#### [Prompt]
Put every line of the material below into a numbered list, leaving out the blank lines.

#### [Data provided]
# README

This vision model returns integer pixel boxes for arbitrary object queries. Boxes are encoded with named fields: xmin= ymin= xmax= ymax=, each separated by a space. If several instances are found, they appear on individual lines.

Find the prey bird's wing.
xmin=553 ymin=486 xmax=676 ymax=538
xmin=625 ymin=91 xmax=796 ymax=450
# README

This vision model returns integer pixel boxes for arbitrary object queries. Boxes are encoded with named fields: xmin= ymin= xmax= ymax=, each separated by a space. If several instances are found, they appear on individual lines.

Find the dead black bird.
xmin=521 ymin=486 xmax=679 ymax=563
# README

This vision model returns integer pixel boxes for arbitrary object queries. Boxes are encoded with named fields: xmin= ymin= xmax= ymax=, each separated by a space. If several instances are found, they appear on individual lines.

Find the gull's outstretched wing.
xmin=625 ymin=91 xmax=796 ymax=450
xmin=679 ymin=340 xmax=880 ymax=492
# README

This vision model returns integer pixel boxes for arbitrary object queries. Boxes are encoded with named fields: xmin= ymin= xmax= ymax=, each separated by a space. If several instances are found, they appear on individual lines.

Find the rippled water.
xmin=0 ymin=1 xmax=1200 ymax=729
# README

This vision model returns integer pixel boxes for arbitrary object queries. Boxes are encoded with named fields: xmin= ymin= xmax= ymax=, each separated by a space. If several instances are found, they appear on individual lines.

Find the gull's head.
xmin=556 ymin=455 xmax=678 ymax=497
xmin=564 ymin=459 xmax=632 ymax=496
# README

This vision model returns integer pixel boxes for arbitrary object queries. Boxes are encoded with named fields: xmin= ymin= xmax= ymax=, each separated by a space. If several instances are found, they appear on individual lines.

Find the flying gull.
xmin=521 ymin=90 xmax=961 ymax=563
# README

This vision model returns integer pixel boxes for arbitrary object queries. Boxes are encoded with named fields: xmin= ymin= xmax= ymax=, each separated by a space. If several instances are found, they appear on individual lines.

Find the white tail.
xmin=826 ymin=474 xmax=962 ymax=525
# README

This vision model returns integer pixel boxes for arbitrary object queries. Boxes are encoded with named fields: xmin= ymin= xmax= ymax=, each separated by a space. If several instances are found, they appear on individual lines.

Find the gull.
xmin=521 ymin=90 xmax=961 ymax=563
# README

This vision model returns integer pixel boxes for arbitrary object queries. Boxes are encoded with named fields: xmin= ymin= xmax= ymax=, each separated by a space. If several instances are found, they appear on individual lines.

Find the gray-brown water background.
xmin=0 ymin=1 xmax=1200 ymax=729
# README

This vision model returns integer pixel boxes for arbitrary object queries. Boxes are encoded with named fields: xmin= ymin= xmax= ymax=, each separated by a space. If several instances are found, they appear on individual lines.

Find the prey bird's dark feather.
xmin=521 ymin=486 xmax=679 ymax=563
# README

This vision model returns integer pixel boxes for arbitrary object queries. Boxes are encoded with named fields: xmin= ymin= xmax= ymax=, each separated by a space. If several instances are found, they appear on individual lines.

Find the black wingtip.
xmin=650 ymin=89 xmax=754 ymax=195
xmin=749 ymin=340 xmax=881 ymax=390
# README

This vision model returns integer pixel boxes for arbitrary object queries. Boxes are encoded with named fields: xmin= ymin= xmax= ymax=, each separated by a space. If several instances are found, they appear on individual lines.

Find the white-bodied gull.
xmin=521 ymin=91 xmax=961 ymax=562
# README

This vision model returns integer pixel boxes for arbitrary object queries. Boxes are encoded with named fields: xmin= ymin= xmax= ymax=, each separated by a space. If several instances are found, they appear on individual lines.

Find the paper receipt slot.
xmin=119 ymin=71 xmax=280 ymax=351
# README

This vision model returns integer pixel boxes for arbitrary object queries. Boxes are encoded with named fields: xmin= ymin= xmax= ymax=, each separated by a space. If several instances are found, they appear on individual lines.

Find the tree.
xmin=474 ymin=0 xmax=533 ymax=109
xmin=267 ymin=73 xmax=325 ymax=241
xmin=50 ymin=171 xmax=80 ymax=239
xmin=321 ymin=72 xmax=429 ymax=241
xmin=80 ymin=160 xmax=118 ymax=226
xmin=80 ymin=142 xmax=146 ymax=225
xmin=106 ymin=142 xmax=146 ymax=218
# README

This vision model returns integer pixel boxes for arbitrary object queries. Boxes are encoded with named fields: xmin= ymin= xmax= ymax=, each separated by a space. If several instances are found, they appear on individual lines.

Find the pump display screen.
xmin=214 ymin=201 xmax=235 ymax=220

#### [Exercise solution]
1. # README
2. This vision model returns integer pixel boxes for arbitrary object queries. Boxes are encoded with named fields: xmin= ymin= xmax= ymax=, each separated by a space. If several instances are found, they appear on individual lines.
3. Find the prey bird's wing.
4. xmin=553 ymin=486 xmax=676 ymax=538
5. xmin=625 ymin=91 xmax=796 ymax=450
6. # README
7. This vision model returns integer pixel boxes for arbitrary object queries. Boxes are encoded with named fields: xmin= ymin= xmax= ymax=, each separated by a space. If several instances are found, they appear on individual lines.
8. Find the dead black bird.
9. xmin=521 ymin=486 xmax=679 ymax=563
10. # README
11. This vision model returns integer pixel boxes for arbitrary object queries. Boxes are encoded with named fields: xmin= ymin= xmax= ymax=, each separated by a space. If several instances are found, they appear on individual lines.
12. Find the gull's outstretched wing.
13. xmin=625 ymin=91 xmax=796 ymax=450
14. xmin=679 ymin=340 xmax=880 ymax=492
15. # README
16. This vision model returns integer pixel boxes for arbitrary object queries. Boxes are encoded with named fields: xmin= ymin= xmax= ymax=, each separated by a space. If several instances are found, they appear on individual lines.
17. Find the rippled water.
18. xmin=0 ymin=1 xmax=1200 ymax=729
19. # README
20. This vision model returns integer pixel boxes for arbitrary object queries. Boxes are encoded with named fields: xmin= ymin= xmax= ymax=, each separated by a space. If several instances are found, they appear on individual lines.
21. Find the gull's head.
22. xmin=556 ymin=455 xmax=678 ymax=497
23. xmin=564 ymin=459 xmax=632 ymax=496
24. # README
25. This vision model returns integer pixel boxes for arbitrary object queries. Boxes are encoded with named fields: xmin= ymin= xmax= ymax=, each separated by a space. If several instances are found, they appear on individual lines.
26. Find the flying gull.
27. xmin=521 ymin=90 xmax=961 ymax=563
28. # README
29. This vision model returns integer pixel boxes for arbitrary object queries. Boxes are encoded with named fields: xmin= ymin= xmax= ymax=, each separated by a space. If several instances are found, they appear on individual lines.
30. Find the white tail.
31. xmin=826 ymin=474 xmax=962 ymax=525
32. # README
33. This vision model returns integer pixel boxes for arbitrary object queries. Boxes are encoded with named fields: xmin= ymin= xmax= ymax=, each separated by a space. If several instances are found, they appear on individual lines.
34. Find the gull.
35. xmin=521 ymin=90 xmax=961 ymax=563
36. # README
37. This vision model returns integer pixel boxes for arbitrary object queries. Boxes are encoded with named fields: xmin= ymin= xmax= ymax=, each separated by a space. If several instances are found, they appear on individual lines.
38. Find the gray-brown water background.
39. xmin=0 ymin=1 xmax=1200 ymax=729
40. # README
41. This vision model returns integer pixel boxes for arbitrary object queries. Boxes are encoded with named fields: xmin= ymin= xmax= ymax=, each separated by a space. If several instances are found, they appear on individual lines.
42. Find the prey bird's dark feather.
43. xmin=521 ymin=486 xmax=679 ymax=563
44. # README
45. This vision model returns integer pixel boxes for arbitrary object queries. Boxes are encoded with named fields: xmin= ymin= xmax= ymax=, each separated by a space. If several instances are found, they appear on individual lines.
46. Find the black wingtip.
47. xmin=650 ymin=89 xmax=754 ymax=195
48. xmin=749 ymin=340 xmax=881 ymax=390
49. # README
50. This vision model returns integer pixel boxes for arbitrary object queries. Boxes are encoded with named fields: xmin= ymin= xmax= ymax=, each separated by a space. If several instances are found, they appear on individual lines.
51. Find the white-bodied gull.
52. xmin=521 ymin=91 xmax=961 ymax=562
53. # README
54. This vision model returns integer pixel boxes for arbitrary object queries. Boxes are encoded with named fields: xmin= ymin= xmax= ymax=, each separated by a space. If several instances are found, they appear on individual lines.
55. Find the paper receipt slot.
56. xmin=119 ymin=71 xmax=280 ymax=351
57. # README
58. This vision model returns integer pixel boxes for arbitrary object queries. Boxes are encoded with named fields: xmin= ymin= xmax= ymax=, each separated by a space. If several instances are found, they appear on individual lines.
59. Find the tree.
60. xmin=474 ymin=0 xmax=533 ymax=109
61. xmin=267 ymin=73 xmax=325 ymax=241
62. xmin=50 ymin=171 xmax=80 ymax=239
63. xmin=321 ymin=72 xmax=429 ymax=241
64. xmin=80 ymin=160 xmax=118 ymax=226
65. xmin=80 ymin=142 xmax=146 ymax=225
66. xmin=106 ymin=142 xmax=146 ymax=218
67. # README
68. This vision model returns integer pixel boxes for arbitrary object queries. Boxes are encoded with named fields: xmin= ymin= xmax= ymax=, each separated by a space. If several instances are found, they appear on individual lines.
69. Find the pump display screen.
70. xmin=214 ymin=201 xmax=235 ymax=220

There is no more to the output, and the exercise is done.